Return the records below from the line containing "Find — the grass meadow, a" onward, exactly, through and including the last line.

• • •

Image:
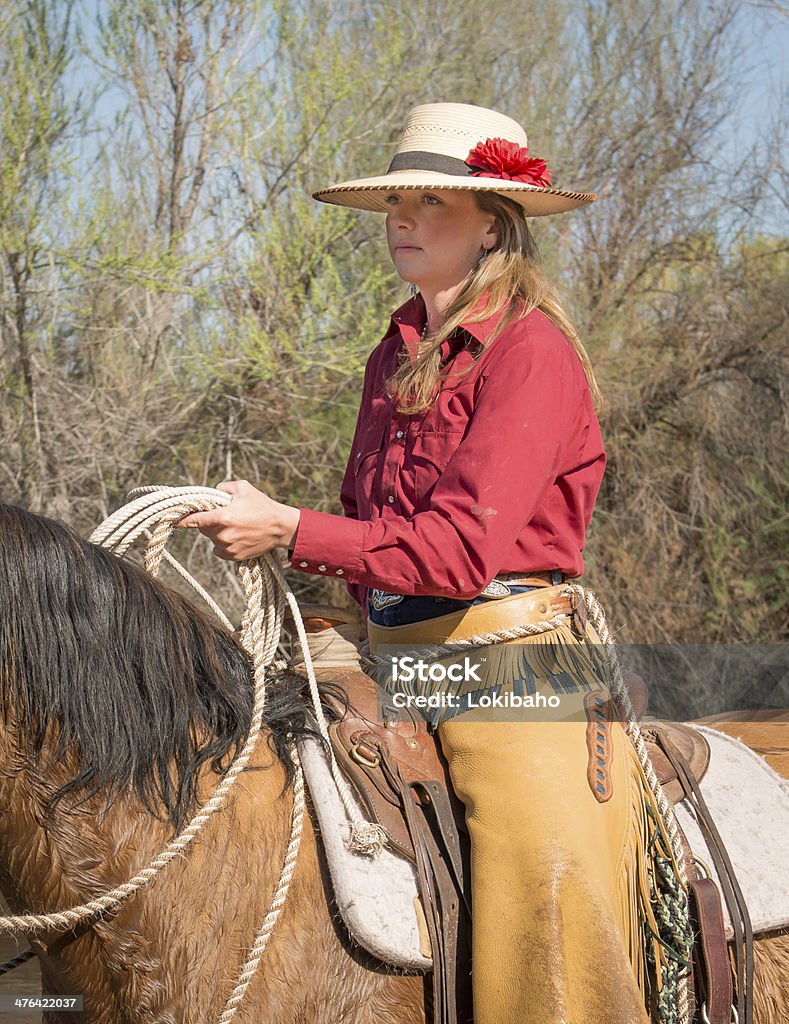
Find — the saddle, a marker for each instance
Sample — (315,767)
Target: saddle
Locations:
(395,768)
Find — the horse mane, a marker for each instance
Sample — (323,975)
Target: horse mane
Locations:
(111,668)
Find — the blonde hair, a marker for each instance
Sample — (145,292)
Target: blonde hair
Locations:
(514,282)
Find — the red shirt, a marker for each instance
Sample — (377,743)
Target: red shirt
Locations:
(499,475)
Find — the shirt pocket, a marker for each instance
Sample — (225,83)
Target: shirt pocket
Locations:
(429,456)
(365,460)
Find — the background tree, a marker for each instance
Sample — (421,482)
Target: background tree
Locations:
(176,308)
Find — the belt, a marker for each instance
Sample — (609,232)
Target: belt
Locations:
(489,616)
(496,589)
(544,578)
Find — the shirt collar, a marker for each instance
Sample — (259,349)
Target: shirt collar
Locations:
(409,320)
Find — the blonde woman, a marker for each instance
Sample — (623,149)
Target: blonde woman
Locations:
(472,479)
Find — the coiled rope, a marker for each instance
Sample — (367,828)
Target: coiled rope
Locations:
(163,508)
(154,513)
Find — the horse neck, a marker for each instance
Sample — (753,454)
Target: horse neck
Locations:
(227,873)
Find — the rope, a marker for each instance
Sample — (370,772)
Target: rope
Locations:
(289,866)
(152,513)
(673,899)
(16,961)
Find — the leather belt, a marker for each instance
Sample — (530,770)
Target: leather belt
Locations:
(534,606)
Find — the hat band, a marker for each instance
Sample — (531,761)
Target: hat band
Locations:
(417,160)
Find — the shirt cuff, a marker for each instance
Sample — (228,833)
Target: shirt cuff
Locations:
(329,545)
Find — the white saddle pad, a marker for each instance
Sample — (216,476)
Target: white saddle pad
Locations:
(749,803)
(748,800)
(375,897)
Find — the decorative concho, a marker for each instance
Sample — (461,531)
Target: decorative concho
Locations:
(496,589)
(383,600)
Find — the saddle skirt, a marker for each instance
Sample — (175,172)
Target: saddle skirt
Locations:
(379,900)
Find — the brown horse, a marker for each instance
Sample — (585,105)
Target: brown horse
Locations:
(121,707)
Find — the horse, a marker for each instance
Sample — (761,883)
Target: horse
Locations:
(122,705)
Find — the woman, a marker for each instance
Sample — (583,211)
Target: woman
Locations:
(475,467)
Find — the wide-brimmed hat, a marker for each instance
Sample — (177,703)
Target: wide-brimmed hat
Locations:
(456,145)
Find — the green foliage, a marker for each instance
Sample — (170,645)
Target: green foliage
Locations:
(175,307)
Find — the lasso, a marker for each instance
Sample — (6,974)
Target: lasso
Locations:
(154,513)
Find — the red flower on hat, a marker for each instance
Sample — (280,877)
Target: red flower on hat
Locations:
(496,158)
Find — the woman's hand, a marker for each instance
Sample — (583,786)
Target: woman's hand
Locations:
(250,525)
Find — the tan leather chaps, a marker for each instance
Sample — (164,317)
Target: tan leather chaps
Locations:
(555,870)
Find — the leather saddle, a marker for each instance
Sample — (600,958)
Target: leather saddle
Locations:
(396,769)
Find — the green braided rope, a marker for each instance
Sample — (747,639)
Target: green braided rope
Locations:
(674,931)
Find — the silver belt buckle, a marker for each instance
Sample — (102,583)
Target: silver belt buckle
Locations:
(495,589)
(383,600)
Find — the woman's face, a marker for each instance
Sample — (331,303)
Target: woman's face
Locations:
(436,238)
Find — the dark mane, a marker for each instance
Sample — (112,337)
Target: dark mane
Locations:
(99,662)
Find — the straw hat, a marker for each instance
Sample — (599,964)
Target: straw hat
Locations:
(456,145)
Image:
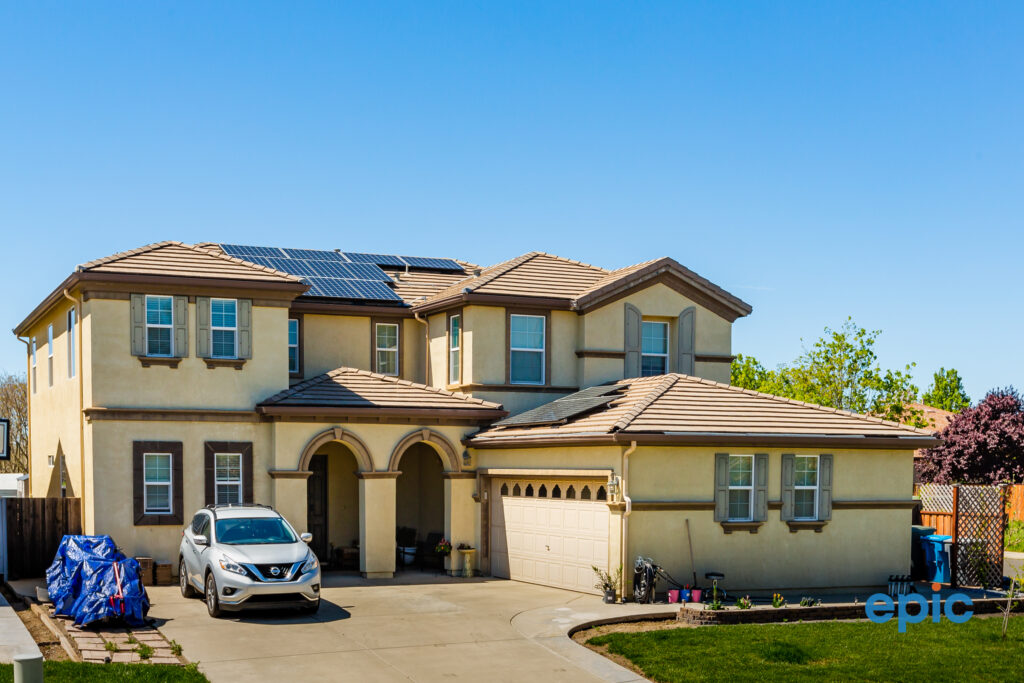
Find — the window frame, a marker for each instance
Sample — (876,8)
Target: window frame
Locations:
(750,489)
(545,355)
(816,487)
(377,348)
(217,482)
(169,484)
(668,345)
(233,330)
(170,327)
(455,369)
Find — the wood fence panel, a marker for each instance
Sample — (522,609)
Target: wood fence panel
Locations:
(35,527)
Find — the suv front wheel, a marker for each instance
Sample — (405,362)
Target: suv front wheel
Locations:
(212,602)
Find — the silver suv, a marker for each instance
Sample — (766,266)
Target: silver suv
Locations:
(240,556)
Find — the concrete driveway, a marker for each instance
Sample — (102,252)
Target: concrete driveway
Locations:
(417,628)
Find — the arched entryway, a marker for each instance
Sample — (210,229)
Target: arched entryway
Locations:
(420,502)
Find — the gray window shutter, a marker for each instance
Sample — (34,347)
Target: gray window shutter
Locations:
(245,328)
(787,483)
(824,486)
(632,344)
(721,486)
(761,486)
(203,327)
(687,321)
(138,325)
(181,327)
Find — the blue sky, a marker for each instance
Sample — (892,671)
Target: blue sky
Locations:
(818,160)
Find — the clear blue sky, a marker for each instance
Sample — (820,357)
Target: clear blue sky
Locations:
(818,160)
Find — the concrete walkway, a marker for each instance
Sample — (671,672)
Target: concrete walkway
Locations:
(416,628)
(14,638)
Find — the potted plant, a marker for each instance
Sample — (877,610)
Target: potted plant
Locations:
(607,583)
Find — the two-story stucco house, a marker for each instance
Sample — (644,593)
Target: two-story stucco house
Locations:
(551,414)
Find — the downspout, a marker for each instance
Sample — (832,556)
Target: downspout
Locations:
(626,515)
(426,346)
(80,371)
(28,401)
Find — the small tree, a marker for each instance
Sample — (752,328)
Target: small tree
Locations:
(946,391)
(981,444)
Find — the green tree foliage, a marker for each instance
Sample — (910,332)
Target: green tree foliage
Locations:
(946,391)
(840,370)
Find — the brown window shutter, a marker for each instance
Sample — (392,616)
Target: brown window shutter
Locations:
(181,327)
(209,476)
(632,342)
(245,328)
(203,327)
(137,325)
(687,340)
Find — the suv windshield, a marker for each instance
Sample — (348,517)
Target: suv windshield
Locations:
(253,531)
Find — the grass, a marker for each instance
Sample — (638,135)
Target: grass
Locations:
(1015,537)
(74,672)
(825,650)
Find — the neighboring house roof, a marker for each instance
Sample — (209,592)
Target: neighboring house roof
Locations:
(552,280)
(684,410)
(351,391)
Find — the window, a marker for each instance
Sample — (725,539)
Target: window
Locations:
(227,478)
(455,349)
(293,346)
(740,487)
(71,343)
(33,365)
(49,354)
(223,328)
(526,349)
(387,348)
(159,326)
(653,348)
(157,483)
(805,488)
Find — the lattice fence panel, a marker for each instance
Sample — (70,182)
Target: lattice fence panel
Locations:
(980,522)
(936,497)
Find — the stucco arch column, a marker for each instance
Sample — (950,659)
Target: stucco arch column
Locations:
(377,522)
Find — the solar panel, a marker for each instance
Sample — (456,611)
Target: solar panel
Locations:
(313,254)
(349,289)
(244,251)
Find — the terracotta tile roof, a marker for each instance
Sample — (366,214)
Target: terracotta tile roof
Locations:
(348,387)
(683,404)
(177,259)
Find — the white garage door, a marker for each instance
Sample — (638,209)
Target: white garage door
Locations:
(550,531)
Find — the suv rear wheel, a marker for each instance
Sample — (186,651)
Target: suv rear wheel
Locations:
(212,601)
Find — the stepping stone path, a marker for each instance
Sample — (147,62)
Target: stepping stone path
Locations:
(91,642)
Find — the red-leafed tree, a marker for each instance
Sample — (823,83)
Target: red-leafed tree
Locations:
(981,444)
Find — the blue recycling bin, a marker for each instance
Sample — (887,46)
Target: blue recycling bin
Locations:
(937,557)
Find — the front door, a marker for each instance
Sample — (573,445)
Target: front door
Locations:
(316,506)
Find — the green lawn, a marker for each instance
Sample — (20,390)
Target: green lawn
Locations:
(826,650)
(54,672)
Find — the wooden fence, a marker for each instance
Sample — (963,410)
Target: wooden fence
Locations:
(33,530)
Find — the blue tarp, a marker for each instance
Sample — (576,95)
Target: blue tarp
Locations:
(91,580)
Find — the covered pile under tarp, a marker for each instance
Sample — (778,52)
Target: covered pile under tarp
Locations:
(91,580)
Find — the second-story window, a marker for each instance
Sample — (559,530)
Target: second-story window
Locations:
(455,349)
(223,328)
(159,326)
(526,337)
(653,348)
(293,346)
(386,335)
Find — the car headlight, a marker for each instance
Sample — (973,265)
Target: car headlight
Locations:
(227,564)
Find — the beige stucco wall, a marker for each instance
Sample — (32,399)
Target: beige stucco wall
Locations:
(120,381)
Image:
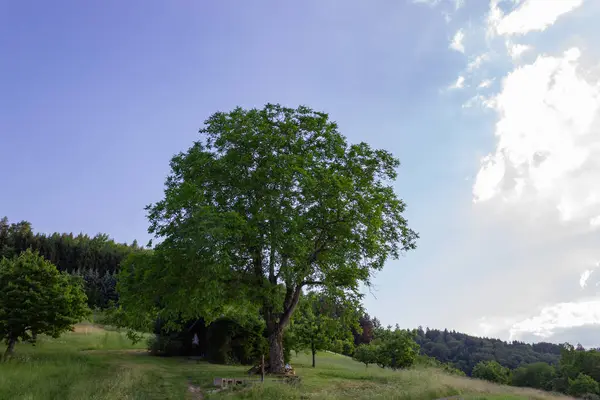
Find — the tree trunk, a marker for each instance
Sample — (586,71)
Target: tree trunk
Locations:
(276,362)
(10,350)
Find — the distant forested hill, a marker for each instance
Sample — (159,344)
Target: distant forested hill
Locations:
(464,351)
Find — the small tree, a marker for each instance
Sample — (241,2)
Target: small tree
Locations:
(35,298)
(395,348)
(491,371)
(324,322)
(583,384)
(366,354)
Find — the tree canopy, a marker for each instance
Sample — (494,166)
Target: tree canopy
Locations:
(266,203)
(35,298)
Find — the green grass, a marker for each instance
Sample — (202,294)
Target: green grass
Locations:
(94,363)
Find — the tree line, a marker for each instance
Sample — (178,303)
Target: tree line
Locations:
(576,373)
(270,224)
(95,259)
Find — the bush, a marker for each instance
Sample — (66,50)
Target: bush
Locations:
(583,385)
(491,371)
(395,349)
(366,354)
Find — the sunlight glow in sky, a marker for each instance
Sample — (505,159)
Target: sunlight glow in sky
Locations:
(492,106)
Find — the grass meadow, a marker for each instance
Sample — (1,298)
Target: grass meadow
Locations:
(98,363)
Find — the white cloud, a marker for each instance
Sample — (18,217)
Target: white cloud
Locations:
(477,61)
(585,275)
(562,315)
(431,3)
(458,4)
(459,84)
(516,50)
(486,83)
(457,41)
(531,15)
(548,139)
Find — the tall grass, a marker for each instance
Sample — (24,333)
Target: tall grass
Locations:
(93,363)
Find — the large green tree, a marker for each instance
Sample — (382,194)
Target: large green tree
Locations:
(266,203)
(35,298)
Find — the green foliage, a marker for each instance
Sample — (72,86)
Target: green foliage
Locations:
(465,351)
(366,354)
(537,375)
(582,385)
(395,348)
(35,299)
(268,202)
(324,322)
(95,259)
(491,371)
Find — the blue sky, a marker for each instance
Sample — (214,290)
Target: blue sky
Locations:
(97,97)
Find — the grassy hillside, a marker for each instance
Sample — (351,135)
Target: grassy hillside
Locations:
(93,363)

• • •

*Solved problem*:
Find — the grass meadow, a marker for each instance
Sample — (1,298)
Target: grass meadow
Locations:
(98,363)
Find — the white cloud, a marker for each instance
Sample — (18,217)
Target: white cloud
Locations:
(477,61)
(585,275)
(562,315)
(431,3)
(458,4)
(459,84)
(516,50)
(486,83)
(457,41)
(531,15)
(548,139)
Find — the tall grass, a marker for each instance
Sample — (24,333)
Target: tall grass
Locations:
(93,363)
Find — the large green tree, a marker for each instance
Sample — (382,194)
Target: large green tree
Locations:
(266,203)
(35,298)
Find — the green foliage, a marker for each instance
Sample — (72,86)
Target: green foliage
Locations:
(465,351)
(366,354)
(537,375)
(582,385)
(395,348)
(35,299)
(268,202)
(324,322)
(95,259)
(491,371)
Find — the blue sky, a marker for each instance
Sample — (214,290)
Target: blue sky
Locations:
(97,97)
Find — the grassy hillside, a marker for each instance
Sample — (351,135)
Target: grassy hillside
Locations:
(93,363)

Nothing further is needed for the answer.